Copy all of the data below, replacing every occurrence of "identify" with "locate" and changing nothing else.

DATASET CONTENT:
__________

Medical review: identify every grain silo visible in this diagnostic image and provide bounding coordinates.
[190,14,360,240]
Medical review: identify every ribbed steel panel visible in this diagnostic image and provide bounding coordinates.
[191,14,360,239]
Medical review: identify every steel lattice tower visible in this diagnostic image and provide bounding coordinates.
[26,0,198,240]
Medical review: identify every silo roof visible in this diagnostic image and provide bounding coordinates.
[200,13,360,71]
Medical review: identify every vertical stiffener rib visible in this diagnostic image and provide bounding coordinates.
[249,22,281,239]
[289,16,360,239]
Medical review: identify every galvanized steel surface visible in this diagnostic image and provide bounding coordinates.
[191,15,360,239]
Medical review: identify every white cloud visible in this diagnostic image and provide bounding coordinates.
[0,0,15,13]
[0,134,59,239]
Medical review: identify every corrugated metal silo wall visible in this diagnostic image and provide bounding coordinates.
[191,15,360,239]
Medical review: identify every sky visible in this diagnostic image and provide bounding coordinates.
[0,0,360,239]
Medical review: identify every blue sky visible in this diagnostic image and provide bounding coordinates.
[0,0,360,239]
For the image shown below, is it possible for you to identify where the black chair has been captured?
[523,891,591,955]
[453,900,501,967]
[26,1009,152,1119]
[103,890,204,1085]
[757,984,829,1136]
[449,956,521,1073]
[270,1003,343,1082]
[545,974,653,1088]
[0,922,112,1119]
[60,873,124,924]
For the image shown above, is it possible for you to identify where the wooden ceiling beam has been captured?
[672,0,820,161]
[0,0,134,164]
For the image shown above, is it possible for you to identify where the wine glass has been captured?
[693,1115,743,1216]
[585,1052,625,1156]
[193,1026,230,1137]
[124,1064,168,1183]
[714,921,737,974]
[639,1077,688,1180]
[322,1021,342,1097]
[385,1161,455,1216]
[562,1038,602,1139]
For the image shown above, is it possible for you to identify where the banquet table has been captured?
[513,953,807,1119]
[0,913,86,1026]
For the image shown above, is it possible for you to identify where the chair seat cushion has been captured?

__________

FULL RESPONSE:
Medical review: locate every grain silo visible in this diagnostic image and provide bounding coordinates.
[190,14,360,240]
Medical review: locate every ribbed steel panel visible in this diagnostic image and provide bounding coordinates.
[191,14,360,239]
Medical review: locate every steel lattice tower visible in this diagnostic image and provide bounding coordinates.
[26,0,198,240]
Medical review: locate every silo roof visible in this diagnostic image and provide bounding coordinates.
[200,13,360,71]
Medical review: locate every vertical stiffener rib visible in this diagnostic image and provide bounding coordinates.
[249,22,281,239]
[289,16,360,239]
Medical review: locate every galvanized steel surface visible in this diagnostic image and provide bounding coordinates.
[191,15,360,239]
Medical review: locate every white cloud visible in this diagnostic image and provide bounding coordinates.
[0,0,15,13]
[0,134,59,239]
Medical review: locate every corrugated metal silo wall visible in this diagnostic image and provide bounding coordinates.
[191,15,360,239]
Medical review: locate every sky visible in this diagnostic image and provide bounding coordinates.
[0,0,360,239]
Medical review: locate every blue sky visible in this diagnostic image and provide bounding coordinates.
[0,0,360,239]
For the image shown below, is it possible for you to locate where the black chair has been captured?
[523,891,591,955]
[453,900,501,967]
[26,1009,152,1119]
[103,890,204,1085]
[757,984,829,1136]
[449,956,521,1073]
[270,1003,343,1082]
[545,974,653,1088]
[0,922,112,1119]
[60,873,124,924]
For the image shown above, is it possible for you to locate where the wooden ceiling beam has been captured?
[672,0,820,161]
[0,0,134,164]
For the image shown above, is it possible for you to locate where the wine glass has been captured?
[693,1115,743,1216]
[585,1052,625,1156]
[193,1026,230,1137]
[124,1064,168,1183]
[714,921,737,974]
[639,1077,688,1180]
[322,1021,342,1097]
[385,1161,455,1216]
[562,1038,602,1139]
For the image shown above, is it possible for you to locate where the banquet table has been captured?
[513,953,807,1119]
[0,913,86,1026]
For the image shown above, is it possible for you to locate where the chair seat cushion has been captured?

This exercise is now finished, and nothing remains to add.